TEXT UNDER STUDY:
--

One of the big mysteries in the Ebola outbreak in West Africa is where the virus came from in the first place — and whether it's changed in any significant ways. These unanswered questions could be making it more difficult to diagnose the disease and find treatments.
Now scientists are starting to get some answers. In a new paper in Science, researchers reveal that they have sequenced the genomes of Ebola from 78 patients in Sierra Leone who contracted the disease in May and June. Those sequences revealed some 300 mutations specific to this outbreak.
The new analysis could help determine if the virus' behavior has changed — and provide information for future diagnostic tests and treatments.
Among their findings, the researchers discovered that the current viral strains come from a related strain that left Central Africa within the past ten years. And the research confirms that the virus likely spread into Sierra Leone when women became infected after attending the funeral of a traditional healer who had been treating Guinean Ebola patients.

--

RECORDS PROVIDED:
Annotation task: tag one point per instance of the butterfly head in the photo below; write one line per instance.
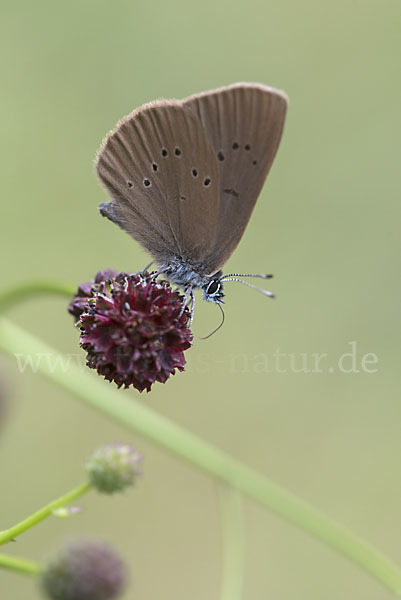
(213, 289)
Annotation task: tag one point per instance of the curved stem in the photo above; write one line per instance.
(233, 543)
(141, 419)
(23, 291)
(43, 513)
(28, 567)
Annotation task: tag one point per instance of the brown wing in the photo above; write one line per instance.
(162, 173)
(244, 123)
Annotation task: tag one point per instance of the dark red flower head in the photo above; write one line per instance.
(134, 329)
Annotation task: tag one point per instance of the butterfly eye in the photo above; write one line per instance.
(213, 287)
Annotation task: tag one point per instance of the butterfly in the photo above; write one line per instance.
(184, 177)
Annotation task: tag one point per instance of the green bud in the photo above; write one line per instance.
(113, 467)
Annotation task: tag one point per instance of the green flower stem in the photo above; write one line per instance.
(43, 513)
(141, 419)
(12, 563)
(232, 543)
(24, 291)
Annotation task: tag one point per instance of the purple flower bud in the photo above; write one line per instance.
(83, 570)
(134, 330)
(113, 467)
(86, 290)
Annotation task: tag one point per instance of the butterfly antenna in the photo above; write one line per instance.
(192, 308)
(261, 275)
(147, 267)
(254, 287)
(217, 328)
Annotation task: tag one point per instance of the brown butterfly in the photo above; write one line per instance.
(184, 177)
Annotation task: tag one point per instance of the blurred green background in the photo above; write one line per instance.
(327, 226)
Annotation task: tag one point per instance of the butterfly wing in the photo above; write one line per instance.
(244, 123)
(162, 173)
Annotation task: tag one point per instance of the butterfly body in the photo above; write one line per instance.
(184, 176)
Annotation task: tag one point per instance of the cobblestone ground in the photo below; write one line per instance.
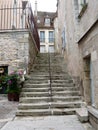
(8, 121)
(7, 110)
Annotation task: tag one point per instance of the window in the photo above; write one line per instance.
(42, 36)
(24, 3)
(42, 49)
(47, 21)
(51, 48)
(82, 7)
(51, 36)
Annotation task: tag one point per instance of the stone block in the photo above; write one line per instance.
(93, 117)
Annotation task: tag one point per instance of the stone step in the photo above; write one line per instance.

--

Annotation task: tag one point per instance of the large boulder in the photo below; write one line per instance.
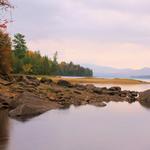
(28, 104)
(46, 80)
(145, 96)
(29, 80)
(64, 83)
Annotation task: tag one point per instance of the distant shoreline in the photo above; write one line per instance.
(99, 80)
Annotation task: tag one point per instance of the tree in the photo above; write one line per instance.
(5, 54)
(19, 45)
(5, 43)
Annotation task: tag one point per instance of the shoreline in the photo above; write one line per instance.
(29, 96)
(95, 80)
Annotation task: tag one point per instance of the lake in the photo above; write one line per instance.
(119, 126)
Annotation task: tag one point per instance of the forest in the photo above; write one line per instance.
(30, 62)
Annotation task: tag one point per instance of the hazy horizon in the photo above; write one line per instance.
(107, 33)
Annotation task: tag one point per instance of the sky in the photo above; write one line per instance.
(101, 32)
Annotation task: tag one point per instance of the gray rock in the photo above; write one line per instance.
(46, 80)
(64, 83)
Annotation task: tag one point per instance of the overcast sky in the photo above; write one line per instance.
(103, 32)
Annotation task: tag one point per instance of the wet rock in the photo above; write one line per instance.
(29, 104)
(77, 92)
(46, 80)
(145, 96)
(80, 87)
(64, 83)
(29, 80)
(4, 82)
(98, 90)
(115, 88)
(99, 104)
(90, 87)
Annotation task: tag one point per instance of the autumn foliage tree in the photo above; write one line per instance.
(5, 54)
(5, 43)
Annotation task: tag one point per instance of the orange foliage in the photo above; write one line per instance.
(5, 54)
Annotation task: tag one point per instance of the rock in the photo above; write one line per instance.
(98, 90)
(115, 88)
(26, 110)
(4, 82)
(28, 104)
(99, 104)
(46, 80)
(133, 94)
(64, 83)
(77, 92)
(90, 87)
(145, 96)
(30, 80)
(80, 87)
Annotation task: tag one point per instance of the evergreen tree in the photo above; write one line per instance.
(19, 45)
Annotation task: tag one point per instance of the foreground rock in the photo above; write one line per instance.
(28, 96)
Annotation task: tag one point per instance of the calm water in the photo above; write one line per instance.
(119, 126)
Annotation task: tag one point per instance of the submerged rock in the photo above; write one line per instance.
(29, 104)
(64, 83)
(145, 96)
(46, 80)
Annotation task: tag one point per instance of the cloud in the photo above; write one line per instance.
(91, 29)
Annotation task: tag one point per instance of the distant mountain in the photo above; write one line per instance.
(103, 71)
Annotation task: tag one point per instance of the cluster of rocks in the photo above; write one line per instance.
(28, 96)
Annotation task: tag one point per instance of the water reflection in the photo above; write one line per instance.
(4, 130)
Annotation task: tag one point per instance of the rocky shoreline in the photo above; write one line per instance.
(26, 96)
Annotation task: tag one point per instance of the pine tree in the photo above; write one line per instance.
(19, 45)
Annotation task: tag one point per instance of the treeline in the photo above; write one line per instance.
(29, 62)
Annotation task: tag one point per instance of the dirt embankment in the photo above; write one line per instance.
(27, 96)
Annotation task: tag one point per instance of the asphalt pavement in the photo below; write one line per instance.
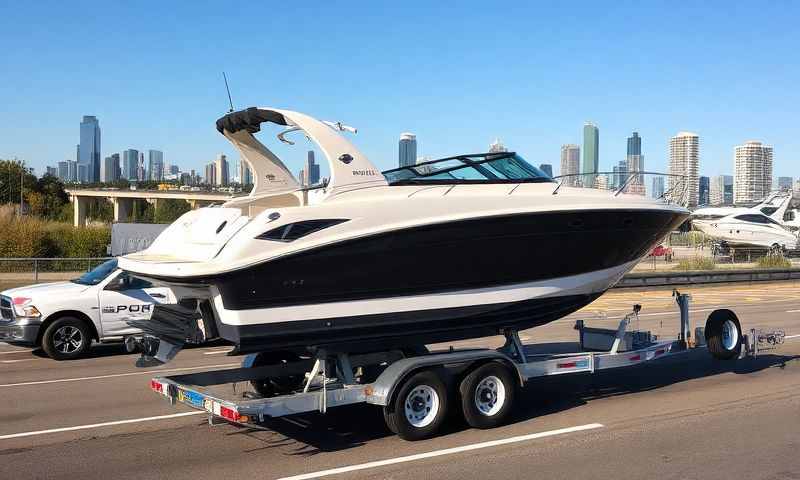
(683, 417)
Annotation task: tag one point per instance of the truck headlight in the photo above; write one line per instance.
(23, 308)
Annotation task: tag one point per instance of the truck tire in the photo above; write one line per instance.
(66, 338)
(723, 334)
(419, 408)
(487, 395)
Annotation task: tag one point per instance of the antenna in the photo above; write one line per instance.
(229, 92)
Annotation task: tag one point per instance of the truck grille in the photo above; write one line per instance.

--

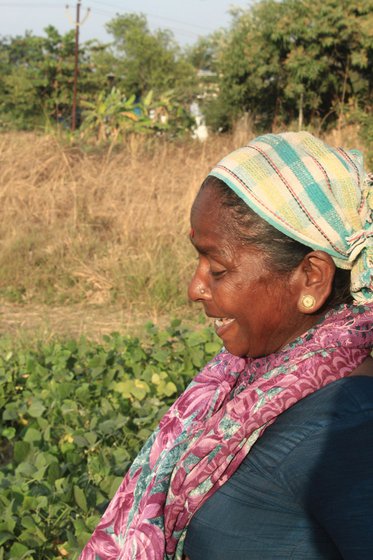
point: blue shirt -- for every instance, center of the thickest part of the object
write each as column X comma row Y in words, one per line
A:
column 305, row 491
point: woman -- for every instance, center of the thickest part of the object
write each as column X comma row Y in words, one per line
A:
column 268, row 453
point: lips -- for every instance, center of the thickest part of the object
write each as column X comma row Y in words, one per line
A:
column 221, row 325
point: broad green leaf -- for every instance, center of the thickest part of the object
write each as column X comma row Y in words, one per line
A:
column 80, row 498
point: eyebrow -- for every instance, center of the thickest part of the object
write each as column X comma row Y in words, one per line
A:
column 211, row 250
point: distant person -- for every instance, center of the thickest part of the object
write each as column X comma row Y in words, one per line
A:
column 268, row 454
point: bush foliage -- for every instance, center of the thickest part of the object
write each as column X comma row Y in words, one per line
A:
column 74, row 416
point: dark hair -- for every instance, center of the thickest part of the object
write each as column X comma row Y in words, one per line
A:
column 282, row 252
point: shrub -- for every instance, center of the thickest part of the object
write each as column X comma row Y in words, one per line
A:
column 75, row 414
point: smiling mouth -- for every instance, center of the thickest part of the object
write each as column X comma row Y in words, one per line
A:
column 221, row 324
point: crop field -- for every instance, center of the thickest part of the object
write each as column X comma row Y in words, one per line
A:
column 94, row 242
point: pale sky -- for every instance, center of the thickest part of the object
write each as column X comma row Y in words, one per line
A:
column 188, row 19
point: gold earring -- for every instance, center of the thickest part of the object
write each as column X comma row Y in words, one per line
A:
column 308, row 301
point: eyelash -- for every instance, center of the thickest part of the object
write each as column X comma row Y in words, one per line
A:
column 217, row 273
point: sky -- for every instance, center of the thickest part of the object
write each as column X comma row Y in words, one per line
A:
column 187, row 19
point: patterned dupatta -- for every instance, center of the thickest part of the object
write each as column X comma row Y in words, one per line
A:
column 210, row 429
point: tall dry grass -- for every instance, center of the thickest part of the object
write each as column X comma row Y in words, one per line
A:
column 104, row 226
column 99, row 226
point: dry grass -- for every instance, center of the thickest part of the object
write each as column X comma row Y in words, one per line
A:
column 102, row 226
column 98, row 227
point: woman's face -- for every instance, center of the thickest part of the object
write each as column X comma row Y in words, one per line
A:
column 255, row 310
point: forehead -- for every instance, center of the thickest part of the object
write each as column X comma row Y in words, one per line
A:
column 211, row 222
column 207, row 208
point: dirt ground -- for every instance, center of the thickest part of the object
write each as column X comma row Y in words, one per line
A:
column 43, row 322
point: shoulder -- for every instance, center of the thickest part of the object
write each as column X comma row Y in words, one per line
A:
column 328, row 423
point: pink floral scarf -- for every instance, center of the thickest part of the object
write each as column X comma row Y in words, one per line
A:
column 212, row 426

--

WHAT THIS TASK INVOLVES: According to the text on the Ebola outbreak, how many mutations specific to this outbreak did the sequences reveal?

SOLUTION: Some 300 mutations.